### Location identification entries
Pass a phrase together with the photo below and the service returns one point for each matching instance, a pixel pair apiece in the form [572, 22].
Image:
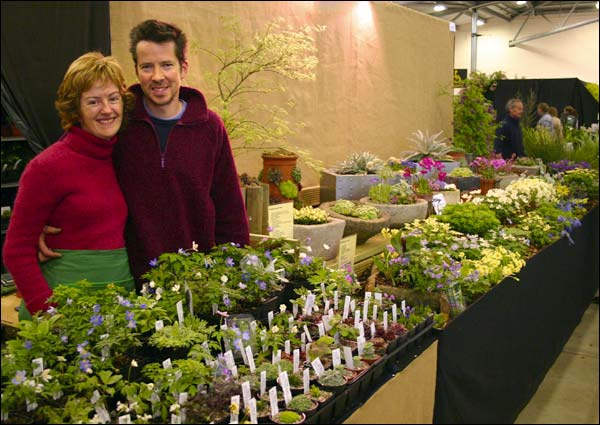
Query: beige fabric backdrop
[378, 80]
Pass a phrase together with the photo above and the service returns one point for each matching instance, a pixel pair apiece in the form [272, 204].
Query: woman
[72, 185]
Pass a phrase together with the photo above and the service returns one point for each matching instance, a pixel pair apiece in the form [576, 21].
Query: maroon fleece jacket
[190, 192]
[71, 185]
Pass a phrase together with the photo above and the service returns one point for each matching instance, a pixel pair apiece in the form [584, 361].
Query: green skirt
[99, 267]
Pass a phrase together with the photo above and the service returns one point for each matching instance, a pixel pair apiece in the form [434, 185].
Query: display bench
[492, 358]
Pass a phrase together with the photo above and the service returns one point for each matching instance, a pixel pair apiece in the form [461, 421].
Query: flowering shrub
[310, 215]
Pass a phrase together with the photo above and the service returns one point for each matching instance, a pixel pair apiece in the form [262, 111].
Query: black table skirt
[492, 358]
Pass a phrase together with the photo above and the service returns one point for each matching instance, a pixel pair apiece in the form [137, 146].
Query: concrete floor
[569, 392]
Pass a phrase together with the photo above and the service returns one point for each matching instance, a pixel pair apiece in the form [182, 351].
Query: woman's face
[102, 109]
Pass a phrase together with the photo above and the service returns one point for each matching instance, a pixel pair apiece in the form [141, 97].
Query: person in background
[509, 136]
[72, 184]
[569, 118]
[174, 163]
[545, 120]
[556, 124]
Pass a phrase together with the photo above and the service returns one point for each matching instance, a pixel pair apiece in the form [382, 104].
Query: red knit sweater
[71, 185]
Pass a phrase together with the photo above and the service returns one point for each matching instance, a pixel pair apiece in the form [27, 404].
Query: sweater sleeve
[36, 199]
[231, 221]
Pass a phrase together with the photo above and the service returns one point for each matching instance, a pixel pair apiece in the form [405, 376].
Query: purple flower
[96, 320]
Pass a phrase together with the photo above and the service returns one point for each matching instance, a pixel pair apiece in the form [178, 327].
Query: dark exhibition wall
[39, 41]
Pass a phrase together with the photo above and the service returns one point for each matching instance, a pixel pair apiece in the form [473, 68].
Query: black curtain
[39, 41]
[557, 92]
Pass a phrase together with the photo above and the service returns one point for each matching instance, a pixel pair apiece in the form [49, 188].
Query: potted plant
[363, 220]
[398, 200]
[314, 228]
[351, 178]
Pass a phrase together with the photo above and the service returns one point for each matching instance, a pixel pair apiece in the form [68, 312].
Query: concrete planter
[347, 186]
[451, 196]
[319, 235]
[400, 214]
[364, 229]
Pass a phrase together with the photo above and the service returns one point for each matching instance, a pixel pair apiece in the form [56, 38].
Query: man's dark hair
[158, 32]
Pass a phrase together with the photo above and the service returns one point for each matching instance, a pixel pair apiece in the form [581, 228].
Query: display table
[492, 358]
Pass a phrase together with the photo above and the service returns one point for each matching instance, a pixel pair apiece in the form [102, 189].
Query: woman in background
[72, 185]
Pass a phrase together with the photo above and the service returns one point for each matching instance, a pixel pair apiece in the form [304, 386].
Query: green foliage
[359, 163]
[288, 189]
[245, 66]
[470, 218]
[539, 143]
[474, 121]
[352, 209]
[461, 172]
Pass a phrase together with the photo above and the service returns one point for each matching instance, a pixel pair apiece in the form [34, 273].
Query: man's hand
[44, 252]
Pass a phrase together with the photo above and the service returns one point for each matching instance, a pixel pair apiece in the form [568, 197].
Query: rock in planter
[364, 229]
[318, 235]
[399, 213]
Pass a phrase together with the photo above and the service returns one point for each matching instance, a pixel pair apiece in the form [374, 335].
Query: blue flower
[96, 320]
[19, 377]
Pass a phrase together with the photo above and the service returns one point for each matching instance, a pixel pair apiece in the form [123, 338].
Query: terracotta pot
[486, 185]
[285, 164]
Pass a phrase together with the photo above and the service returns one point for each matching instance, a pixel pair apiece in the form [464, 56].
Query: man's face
[160, 74]
[517, 110]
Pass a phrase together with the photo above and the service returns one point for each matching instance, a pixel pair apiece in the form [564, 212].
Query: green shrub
[470, 218]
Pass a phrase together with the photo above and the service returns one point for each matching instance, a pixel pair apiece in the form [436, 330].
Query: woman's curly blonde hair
[80, 77]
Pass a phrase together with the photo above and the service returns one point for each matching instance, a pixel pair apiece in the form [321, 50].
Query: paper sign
[250, 358]
[347, 252]
[296, 360]
[306, 380]
[348, 358]
[263, 382]
[246, 393]
[253, 415]
[273, 401]
[318, 366]
[285, 386]
[281, 220]
[179, 306]
[234, 410]
[336, 357]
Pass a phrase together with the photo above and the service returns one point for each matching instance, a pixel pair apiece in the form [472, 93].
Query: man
[509, 137]
[546, 119]
[174, 162]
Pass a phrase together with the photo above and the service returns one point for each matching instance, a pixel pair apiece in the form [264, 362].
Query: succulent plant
[425, 145]
[359, 163]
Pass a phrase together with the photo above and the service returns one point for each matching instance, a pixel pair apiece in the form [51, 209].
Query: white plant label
[348, 358]
[273, 401]
[336, 357]
[318, 366]
[179, 306]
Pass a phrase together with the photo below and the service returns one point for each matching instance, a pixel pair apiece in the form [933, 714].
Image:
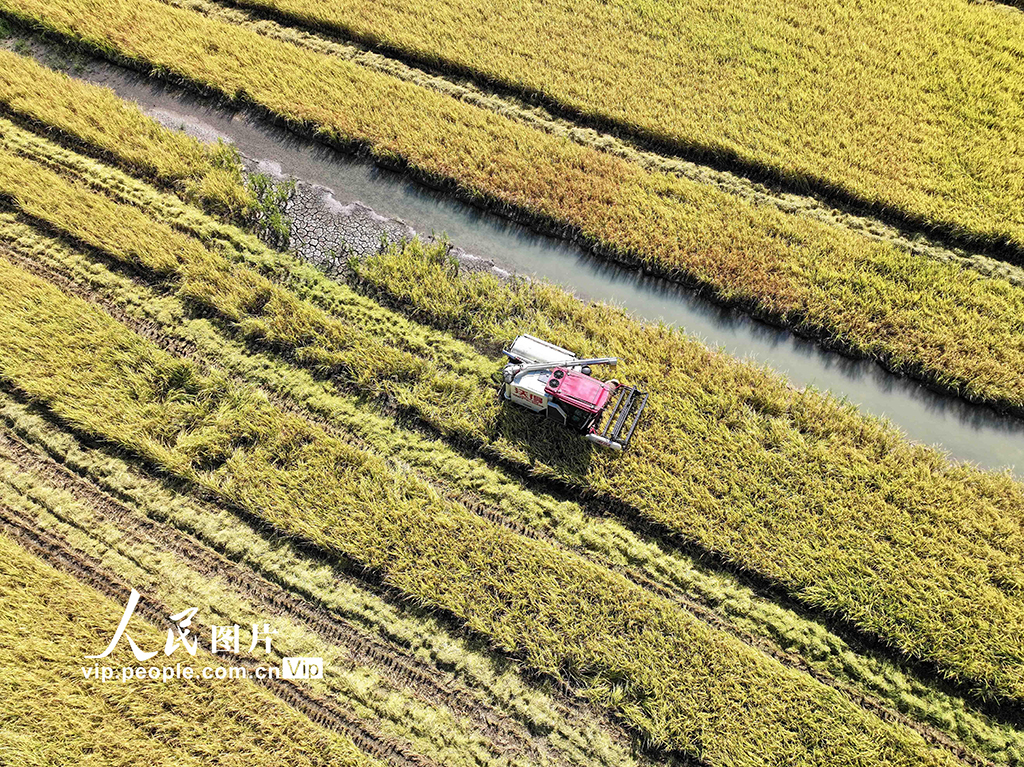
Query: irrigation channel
[965, 431]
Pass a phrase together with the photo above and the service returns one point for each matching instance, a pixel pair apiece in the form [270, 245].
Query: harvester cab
[553, 381]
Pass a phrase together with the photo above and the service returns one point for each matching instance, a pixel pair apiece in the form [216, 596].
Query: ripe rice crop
[602, 539]
[96, 117]
[666, 673]
[935, 321]
[828, 503]
[913, 108]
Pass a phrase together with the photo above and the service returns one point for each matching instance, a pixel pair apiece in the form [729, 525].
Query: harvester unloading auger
[548, 379]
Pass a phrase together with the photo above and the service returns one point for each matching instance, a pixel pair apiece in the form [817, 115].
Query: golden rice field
[914, 108]
[187, 412]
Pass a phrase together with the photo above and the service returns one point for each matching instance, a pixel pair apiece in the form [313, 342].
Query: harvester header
[553, 381]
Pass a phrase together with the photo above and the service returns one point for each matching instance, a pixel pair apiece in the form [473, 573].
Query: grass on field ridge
[943, 324]
[835, 506]
[915, 108]
[670, 676]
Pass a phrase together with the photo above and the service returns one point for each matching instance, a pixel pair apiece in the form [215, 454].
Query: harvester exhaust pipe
[511, 371]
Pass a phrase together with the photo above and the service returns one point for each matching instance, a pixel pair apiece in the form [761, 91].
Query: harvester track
[479, 507]
[88, 570]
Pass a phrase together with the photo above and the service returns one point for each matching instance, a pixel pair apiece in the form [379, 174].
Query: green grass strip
[835, 506]
[935, 321]
[678, 681]
[929, 124]
[602, 539]
[97, 117]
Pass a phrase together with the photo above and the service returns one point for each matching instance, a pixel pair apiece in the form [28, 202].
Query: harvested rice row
[602, 539]
[828, 503]
[667, 674]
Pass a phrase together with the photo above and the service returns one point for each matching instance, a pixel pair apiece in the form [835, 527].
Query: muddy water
[966, 432]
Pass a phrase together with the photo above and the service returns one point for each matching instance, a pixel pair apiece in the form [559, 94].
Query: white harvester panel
[526, 389]
[532, 349]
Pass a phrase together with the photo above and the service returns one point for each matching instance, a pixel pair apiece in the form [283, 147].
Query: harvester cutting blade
[624, 416]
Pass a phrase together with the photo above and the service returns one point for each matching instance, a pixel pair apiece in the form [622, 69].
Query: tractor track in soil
[484, 510]
[364, 648]
[571, 705]
[322, 711]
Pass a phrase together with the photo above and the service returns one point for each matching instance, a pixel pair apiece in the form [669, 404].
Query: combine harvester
[543, 378]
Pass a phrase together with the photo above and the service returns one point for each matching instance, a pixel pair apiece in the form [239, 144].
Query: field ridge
[816, 200]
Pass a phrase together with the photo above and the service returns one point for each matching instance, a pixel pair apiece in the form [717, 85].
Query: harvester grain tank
[553, 381]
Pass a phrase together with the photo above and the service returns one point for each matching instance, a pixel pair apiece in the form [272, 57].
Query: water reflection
[965, 431]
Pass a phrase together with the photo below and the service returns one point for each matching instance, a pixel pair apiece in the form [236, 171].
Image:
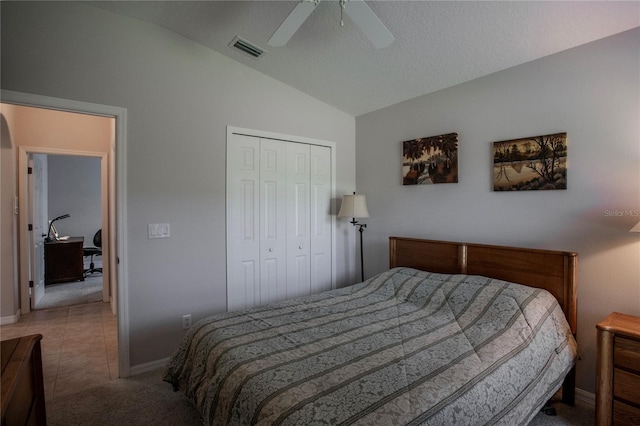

### WRITTEN TASK
Collect every line of the material that contains the word "dark". Case counts.

### ANSWER FOR THIS EXERCISE
Query: dark exhibition wall
Query: man's dark hair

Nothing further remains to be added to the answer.